CONSIGNE 1 »
Selon le document source, où le gouvernement des États-Unis perd-il beaucoup d'argent ?
CONSIGNE 2 »
Renomme "marker" en "point" dans les enregistrements, de la ligne qui contient "Category: conical straw" jusqu'à la fin des enregistrements, bornes incluses. Recopie ces lignes sans aucun autre changement.

:: DOCUMENT SOURCE ::

Que vous inspire la situation de l’immobilier ?

Joseph E. Stiglitz. Depuis quelques années, les États-Unis font usage de politiques monétaires très particulières : des taux d’intérêt bas permettent aux gens de refinancer la valeur de leur maison pour financer leur consommation. Ainsi, l’année dernière, les propriétaires de maisons ont épargné de façon négative.

Ils consommaient plus que leurs revenus.

Cette situation ne peut pas durer...

Est-ce la même chose dans l’ensemble des États-Unis ?

Joseph E. Stiglitz. Oui en effet, les foyers sont de plus en plus endettés, leur passif augmente mais pas leur actif. Le gouvernement des États-Unis s’endette aussi de plus en plus ; il perd beaucoup d’argent en Irak et en réduisant les taxes des riches. Cette fragilité de l’économie nord-américaine est inquiétante. Nous ne savons pas si un miracle pourrait sauver l’économie.

:::
:: DONNÉES ::

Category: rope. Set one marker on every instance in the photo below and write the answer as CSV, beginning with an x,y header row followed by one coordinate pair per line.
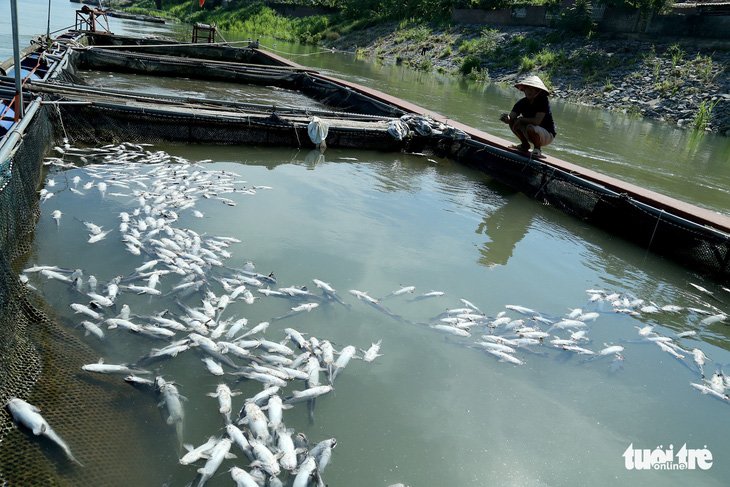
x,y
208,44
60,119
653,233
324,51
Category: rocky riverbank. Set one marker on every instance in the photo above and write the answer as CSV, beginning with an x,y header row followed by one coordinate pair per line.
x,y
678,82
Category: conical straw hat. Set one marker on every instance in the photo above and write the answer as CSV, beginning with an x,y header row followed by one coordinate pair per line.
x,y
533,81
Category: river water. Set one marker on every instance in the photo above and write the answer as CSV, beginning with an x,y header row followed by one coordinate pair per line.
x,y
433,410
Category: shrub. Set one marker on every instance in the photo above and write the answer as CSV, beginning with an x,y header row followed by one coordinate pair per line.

:::

RÉPONSE 1 »
En Irak et en réduisant les taxes des riches.

RÉPONSE 2 »
Category: conical straw hat. Set one point on every instance in the photo above and write the answer as CSV, beginning with an x,y header row followed by one coordinate pair per line.
x,y
533,81
Category: river water. Set one point on every instance in the photo above and write the answer as CSV, beginning with an x,y header row followed by one coordinate pair per line.
x,y
433,410
Category: shrub. Set one point on every instance in the photo above and write the answer as CSV, beginning with an x,y header row followed by one coordinate pair per line.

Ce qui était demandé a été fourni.